What the exercise asks ▸
Your response should consist of the records below, repeated exactly.
::: Exercise material
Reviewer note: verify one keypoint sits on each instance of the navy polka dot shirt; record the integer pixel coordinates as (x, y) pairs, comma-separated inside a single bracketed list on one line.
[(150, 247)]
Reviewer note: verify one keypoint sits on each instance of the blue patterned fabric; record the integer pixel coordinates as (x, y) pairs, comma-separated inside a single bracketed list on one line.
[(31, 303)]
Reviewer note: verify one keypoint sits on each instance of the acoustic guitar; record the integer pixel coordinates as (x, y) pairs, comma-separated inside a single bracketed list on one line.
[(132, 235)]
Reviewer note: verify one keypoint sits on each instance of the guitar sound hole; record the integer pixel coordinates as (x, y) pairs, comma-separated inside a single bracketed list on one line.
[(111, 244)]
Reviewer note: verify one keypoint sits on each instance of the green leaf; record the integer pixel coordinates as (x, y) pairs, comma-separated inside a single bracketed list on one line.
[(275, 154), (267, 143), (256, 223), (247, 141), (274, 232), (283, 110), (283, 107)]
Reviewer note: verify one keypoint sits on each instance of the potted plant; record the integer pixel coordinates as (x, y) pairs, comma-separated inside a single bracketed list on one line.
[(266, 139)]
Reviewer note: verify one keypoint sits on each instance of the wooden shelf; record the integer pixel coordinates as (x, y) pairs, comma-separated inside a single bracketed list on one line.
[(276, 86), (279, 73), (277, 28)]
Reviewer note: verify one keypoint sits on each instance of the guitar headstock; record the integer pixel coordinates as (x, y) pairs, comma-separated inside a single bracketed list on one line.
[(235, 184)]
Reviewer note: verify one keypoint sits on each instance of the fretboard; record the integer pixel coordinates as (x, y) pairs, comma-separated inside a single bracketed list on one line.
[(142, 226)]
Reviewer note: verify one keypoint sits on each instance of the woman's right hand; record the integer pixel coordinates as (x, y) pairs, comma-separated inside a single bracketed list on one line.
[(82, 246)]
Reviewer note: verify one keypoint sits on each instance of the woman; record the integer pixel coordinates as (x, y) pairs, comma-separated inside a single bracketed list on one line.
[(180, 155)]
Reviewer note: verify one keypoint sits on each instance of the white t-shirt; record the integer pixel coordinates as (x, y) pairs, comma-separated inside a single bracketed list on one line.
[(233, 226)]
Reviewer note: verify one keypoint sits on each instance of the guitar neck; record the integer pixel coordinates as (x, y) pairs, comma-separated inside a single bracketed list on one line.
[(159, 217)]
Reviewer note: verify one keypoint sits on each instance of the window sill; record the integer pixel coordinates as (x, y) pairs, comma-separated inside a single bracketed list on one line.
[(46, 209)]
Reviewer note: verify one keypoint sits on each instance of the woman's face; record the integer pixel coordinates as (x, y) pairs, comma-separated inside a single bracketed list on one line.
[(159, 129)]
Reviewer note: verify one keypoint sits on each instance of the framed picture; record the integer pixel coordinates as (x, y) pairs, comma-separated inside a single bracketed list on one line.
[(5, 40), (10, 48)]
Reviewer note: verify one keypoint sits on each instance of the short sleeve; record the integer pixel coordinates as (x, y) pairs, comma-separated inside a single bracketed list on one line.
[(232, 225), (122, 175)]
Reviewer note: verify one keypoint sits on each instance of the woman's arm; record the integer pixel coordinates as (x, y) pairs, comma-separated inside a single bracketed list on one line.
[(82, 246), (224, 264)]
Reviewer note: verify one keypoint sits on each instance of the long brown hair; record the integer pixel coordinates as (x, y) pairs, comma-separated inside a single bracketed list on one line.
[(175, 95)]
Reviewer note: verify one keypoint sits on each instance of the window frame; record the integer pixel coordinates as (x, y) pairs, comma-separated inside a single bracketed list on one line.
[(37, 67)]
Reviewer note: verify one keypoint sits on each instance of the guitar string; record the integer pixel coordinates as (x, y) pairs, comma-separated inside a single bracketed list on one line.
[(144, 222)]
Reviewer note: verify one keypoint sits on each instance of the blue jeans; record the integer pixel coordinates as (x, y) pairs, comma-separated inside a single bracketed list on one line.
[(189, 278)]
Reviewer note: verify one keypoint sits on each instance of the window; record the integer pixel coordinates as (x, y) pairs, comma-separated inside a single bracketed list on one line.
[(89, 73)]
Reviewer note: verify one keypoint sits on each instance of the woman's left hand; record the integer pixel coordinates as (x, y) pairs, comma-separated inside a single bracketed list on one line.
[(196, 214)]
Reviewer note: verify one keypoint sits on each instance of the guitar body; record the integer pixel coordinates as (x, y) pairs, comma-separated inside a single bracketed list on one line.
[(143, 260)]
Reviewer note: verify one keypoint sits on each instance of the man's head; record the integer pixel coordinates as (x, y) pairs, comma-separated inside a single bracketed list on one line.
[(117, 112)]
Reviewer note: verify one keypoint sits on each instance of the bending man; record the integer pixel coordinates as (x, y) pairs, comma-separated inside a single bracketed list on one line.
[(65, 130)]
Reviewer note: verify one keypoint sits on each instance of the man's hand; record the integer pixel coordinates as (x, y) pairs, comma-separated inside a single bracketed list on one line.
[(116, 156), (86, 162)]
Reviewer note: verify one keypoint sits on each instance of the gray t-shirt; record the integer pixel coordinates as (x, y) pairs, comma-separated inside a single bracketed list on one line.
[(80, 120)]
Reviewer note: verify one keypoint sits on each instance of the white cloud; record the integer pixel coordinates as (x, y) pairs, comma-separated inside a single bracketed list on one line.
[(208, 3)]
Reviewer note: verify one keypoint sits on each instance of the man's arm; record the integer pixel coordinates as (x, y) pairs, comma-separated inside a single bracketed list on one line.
::::::
Your solution ▸
Reviewer note: verify one keypoint sits on each instance of the navy polka dot shirt; record the integer pixel coordinates as (x, y) pairs, comma-separated inside a single bracketed list on one line.
[(150, 247)]
Reviewer note: verify one keypoint sits on each instance of the blue patterned fabric; record the integer pixel coordinates as (x, y) pairs, comma-separated inside a single bracketed list on one line.
[(31, 303)]
Reviewer note: verify one keypoint sits on each instance of the acoustic guitar; record the integer pixel coordinates as (x, y) pairs, comma-separated inside a single bracketed list on one line.
[(132, 235)]
Reviewer note: verify one keypoint sits on each instance of the guitar sound hole; record the integer pixel coordinates as (x, y) pairs, comma-separated inside a single bracketed list on one line.
[(111, 244)]
Reviewer note: verify one keypoint sits on each instance of the green leaf; record the integer pixel coordinates as (x, y) pairs, comma-separated inside a single bracketed list on one line.
[(275, 154), (267, 143), (256, 223), (247, 141), (274, 232), (283, 110), (283, 107)]
Reviewer note: verify one keypoint sits on each instance of the potted plant; record the integer pixel coordinates as (x, y) pairs, comma-separated inside a single bracketed list on one line.
[(266, 139)]
Reviewer note: verify one keypoint sits on each instance of the wooden shelf; record the integer pixel coordinates as (x, y) pairs, comma-separated inside a single bracketed list on one line.
[(276, 86), (279, 73), (277, 28)]
Reviewer note: verify one keypoint sits on each instance of the guitar headstock; record the integer pixel coordinates as (x, y) pairs, comma-separated inside a single bracketed list on one line.
[(235, 184)]
Reviewer note: verify one keypoint sits on each instance of the fretboard; record the integer pixel coordinates as (x, y) pairs, comma-separated inside a single bracketed list on one line.
[(142, 226)]
Reviewer note: verify one keypoint sits on each instance of the woman's right hand; record the integer pixel coordinates as (x, y) pairs, comma-separated inside a single bracketed list on one line.
[(82, 246)]
Reviewer note: verify one keypoint sits on each instance of the woman; record the integer pixel coordinates as (x, y) pairs, comma-separated inside a single bracketed list on one line.
[(180, 155)]
Reviewer note: verify one keypoint sits on each instance of the white t-shirt; record the integer pixel coordinates as (x, y) pairs, comma-separated inside a single bracketed list on one line.
[(233, 226)]
Reviewer note: verify one keypoint sits on each instance of the guitar neck; record the integer pixel coordinates as (x, y) pairs, comma-separated inside a single bracketed list on one line.
[(159, 217)]
Reviewer note: verify one keypoint sits on each instance of the window sill; record the integer pixel coordinates as (x, y) pairs, comma-separated inside a single bracketed list on one line.
[(46, 209)]
Reviewer note: verify one keypoint sits on each instance of the woman's face; record the integer pixel coordinates as (x, y) pairs, comma-separated inside a single bracketed list on one line.
[(159, 129)]
Reviewer note: verify one keypoint sits on each instance of the framed picture; record the integer pixel coordinates as (x, y) pairs, comma-separated inside a single bracketed list on one line.
[(5, 40), (10, 48)]
Reviewer note: verify one keypoint sits on each instance of the short sleeve; record the integer pixel coordinates as (x, y) pairs, comma-separated inside a single bracketed list on one line.
[(232, 225), (122, 175)]
Reviewer note: verify one keypoint sits on each instance of the woman's arm; record the integer pixel coordinates as (x, y) pairs, comma-separated inside a single bracketed list on one line.
[(82, 246), (224, 264)]
Reviewer note: verify one keypoint sits on each instance of the long brown hair; record the integer pixel coordinates as (x, y) pairs, comma-separated inside a single bracketed list on one line.
[(175, 95)]
Reviewer note: verify one keypoint sits on each instance of the window frame; record the integer pixel coordinates as (x, y) pairs, comma-separated inside a single bracketed list on one line.
[(37, 67)]
Reviewer note: verify one keypoint sits on each instance of the guitar string; record the integer pixel coordinates as (x, y) pairs, comma-separated inside a single bracketed list on one line.
[(144, 222)]
Reviewer note: verify one keypoint sits on each instance of the blue jeans; record the integer pixel coordinates as (x, y) pairs, comma-separated inside a single bracketed list on one line.
[(189, 278)]
Reviewer note: verify one keypoint sits on each instance of the window; record the integer pixel coordinates as (x, y) pairs, comma-separated inside a single bracketed list on one line.
[(89, 73)]
Reviewer note: verify one keypoint sits on each instance of the woman's left hand; record the integer pixel coordinates as (x, y) pairs, comma-separated inside a single bracketed list on one line.
[(196, 214)]
Reviewer note: verify one keypoint sits on each instance of the guitar body; record the integer pixel coordinates as (x, y) pairs, comma-separated inside a single bracketed list on one line.
[(143, 260)]
Reviewer note: verify one keypoint sits on each instance of the man's head; record the integer pixel coordinates as (x, y) pairs, comma-separated inside a single bracketed list on one line.
[(117, 112)]
Reviewer note: verify one keypoint sits on each instance of the bending man; record the integer pixel coordinates as (x, y) pairs, comma-separated inside a single bracketed list on one line.
[(65, 130)]
Reviewer note: verify one keypoint sits on each instance of the man's hand; record the integer pixel coordinates as (x, y) pairs, comma-separated inside a single bracketed list on one line.
[(116, 156), (86, 162)]
Reviewer note: verify one keypoint sits on each instance of the gray t-shirt; record the integer pixel coordinates as (x, y) pairs, comma-separated inside a single bracketed list on one line.
[(80, 120)]
Reviewer note: verify one keypoint sits on each instance of the white cloud; record the integer pixel coordinates as (x, y) pairs, comma-separated inside a single bracketed list on one line.
[(208, 3)]
Reviewer note: verify one keypoint sits on each instance of the man's arm; record the integer pixel coordinates as (x, y) pairs, comma-separated inside a single bracketed list on one line.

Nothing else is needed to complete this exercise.